Course Abstract

Training duration : 90 minutes

Have you ever wondered about how those data scientists at Facebook and LinkedIn make friend recommendations? Or how epidemiologists track down patient zero in an outbreak? If so, then this course is for you. In this course, we will use a variety of datasets to help you understand the fundamentals of network thinking, with a particular focus on constructing, summarizing, and visualizing complex networks.

DIFFICULTY LEVEL: BEGINNER

Learning Objectives

  • Familiarity with how to use the NetworkX and nxviz Python packages for modelling and rationally visualizing networks

  • Be able to load node and edge data from a Pandas dataframe

  • Familiarity with object-oriented and matrix-oriented representations of graphs

  • Be able to find paths between nodes, interesting structures in graphs, and projections of bipartite graphs

  • Be able to use matrix operations to simulate diffusion of information on networks

Instructor Bio:

Eric J. Ma

Principal Data Scientist, Platform Research | Moderna Therapeutics

Eric J. Ma

Eric is a Principal Data Scientist at Moderna Therapeutics and alumni of Novartis, Insight Data Science, and MIT. His ScD thesis research was conducted in the Department of Biological Engineering at MIT. His thesis addresses two distinct topics that are unified by a mission for infectious disease. The first problem he has addressed is the ecological question of whether genome shuffling is quantitatively important for ecological niche switching. The second problem he is addressing is the data science problem of interpretable machine learning models for predicting protein phenotype from genotype. He believes in using open data, open science, and open source tools to ensure the long-term integrity of the scientific work that he conducts. To that end, he is committed to releasing source code and documentation for his scientific work and has already done so on two manuscripts that are currently submitted and under consideration.

Course Outline

  1. Course Introduction
  2. Introduction to Graphs
  3. The NetworkX API
  4. Graph Visualization
  5. Hubs
  6. Paths
  7. Structures
  8. Graph I/O
  9. Testing
  10. Bipartite Graphs
  11. Linear Algebra
  12. Statistical Inference
  13. Conclusions

Background knowledge

  • This course is for current and aspiring Data Scientists and Data Visualization & Network Theory enthusiasts

  • Knowledge of following tools and concepts is useful:

  • Learners should have a grasp of Python programming

  • Loops and basic Python data structures

Real-world applications

  • Recommender systems: Using graph structures to recommend products or professional connections.

  • Epidemiological analysis: Figure out the most important spreaders of disease.

  • Logistics: Identify the most efficient path to move goods and services.

──────────────────────────────

Instructions to follow:
Please say whether each statement below agrees with the course description, answering yes or no and quoting the words of the description that decide it.
1. The course lasts 90 minutes.
2. The course is rated at an intermediate difficulty level.
3. The instructor did his ScD thesis research in MIT's Department of Biological Engineering.

Stored data:
──────────────────────────────

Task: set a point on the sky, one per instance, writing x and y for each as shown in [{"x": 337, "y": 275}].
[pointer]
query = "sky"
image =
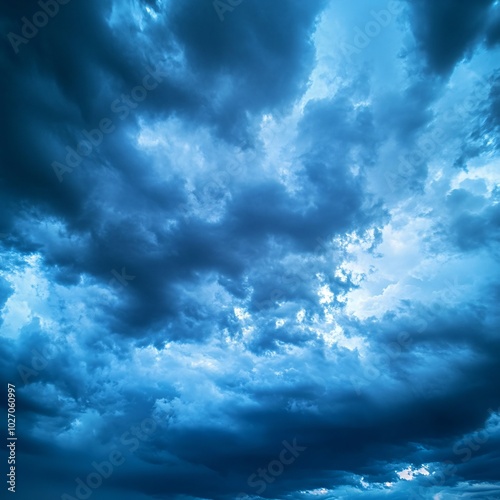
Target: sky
[{"x": 250, "y": 249}]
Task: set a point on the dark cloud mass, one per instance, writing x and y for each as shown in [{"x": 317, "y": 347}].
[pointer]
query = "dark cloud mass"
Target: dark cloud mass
[{"x": 249, "y": 249}]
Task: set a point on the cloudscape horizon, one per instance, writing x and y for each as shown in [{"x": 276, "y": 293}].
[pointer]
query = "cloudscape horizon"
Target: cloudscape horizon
[{"x": 249, "y": 249}]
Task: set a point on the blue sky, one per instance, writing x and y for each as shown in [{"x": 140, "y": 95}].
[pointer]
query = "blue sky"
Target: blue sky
[{"x": 250, "y": 249}]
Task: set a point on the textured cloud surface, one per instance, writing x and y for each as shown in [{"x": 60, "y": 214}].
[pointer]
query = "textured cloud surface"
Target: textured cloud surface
[{"x": 250, "y": 249}]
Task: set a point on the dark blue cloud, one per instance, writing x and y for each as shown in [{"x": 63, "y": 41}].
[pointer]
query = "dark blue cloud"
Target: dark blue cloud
[{"x": 236, "y": 263}]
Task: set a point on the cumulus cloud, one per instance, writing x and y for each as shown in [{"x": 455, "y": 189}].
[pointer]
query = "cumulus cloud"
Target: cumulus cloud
[{"x": 251, "y": 250}]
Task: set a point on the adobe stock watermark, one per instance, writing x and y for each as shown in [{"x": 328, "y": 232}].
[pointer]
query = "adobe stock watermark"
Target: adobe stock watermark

──────────────────────────────

Solution:
1. Yes: "Training duration : 90 minutes"
2. No: "DIFFICULTY LEVEL: BEGINNER"
3. Yes: "His ScD thesis research was conducted in the Department of Biological Engineering at MIT."